## Stated problem:
Extract every line of the listing below that contains the word "window". Treat the match as case-sensitive.

-- BEGIN Dataset excerpts --

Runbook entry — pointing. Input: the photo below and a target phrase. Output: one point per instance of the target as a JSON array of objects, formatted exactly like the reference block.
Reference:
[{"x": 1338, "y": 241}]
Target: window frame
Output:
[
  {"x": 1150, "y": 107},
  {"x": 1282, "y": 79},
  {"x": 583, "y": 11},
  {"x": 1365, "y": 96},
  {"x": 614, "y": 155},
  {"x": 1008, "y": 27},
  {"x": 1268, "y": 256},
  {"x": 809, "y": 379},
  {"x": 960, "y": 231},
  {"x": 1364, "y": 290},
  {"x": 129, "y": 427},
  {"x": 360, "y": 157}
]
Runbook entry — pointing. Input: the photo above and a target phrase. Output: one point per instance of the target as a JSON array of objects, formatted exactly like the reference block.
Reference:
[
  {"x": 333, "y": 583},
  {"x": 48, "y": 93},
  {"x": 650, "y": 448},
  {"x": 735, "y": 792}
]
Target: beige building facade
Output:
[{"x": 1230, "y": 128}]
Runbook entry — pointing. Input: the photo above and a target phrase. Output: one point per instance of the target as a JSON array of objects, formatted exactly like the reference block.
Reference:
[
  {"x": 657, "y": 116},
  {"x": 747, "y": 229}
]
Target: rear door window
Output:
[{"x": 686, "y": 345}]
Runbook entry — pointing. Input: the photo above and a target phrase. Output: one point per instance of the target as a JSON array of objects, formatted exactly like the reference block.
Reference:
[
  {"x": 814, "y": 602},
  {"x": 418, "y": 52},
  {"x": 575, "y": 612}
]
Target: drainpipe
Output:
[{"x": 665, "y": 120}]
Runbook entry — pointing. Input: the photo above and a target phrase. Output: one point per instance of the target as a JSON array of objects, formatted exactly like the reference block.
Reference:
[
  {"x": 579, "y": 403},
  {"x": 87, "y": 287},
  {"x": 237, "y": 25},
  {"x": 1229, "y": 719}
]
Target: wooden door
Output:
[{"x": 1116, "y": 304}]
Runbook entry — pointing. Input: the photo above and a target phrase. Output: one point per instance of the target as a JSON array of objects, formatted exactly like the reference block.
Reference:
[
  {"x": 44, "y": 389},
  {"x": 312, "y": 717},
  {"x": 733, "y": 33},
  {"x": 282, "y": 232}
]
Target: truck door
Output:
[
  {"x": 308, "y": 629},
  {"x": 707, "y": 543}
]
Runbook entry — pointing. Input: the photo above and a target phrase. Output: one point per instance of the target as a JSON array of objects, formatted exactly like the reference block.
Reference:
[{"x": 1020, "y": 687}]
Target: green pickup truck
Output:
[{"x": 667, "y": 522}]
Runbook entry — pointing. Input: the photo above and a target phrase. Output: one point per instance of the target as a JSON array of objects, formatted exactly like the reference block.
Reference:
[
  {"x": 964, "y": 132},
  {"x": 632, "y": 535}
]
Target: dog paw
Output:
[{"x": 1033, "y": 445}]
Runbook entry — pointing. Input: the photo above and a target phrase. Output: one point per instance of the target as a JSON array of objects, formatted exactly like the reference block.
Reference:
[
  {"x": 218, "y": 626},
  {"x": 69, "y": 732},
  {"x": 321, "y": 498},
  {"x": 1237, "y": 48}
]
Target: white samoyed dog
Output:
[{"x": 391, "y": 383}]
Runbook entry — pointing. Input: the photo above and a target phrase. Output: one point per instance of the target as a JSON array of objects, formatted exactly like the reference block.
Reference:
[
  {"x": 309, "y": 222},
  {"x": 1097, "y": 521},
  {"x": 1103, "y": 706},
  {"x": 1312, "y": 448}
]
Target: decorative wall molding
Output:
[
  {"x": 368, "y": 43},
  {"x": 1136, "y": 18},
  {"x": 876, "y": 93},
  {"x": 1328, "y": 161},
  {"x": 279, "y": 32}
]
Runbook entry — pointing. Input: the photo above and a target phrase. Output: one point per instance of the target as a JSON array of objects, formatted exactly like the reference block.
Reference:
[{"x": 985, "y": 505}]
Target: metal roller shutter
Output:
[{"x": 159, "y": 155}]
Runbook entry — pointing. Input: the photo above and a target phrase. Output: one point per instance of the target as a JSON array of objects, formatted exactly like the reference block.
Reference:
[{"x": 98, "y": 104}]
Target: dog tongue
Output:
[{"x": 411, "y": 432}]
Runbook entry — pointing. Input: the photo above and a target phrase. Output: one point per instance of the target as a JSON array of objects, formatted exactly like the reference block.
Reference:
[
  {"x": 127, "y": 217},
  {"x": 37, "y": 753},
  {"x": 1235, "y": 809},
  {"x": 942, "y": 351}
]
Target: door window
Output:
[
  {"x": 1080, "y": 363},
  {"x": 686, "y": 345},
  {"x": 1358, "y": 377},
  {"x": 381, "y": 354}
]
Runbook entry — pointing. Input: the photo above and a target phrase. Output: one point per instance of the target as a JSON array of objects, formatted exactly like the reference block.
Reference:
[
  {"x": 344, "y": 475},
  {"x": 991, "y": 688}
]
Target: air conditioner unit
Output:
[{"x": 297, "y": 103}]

-- END Dataset excerpts --

## Final result:
Target: window frame
Target: rear door window
Target: door window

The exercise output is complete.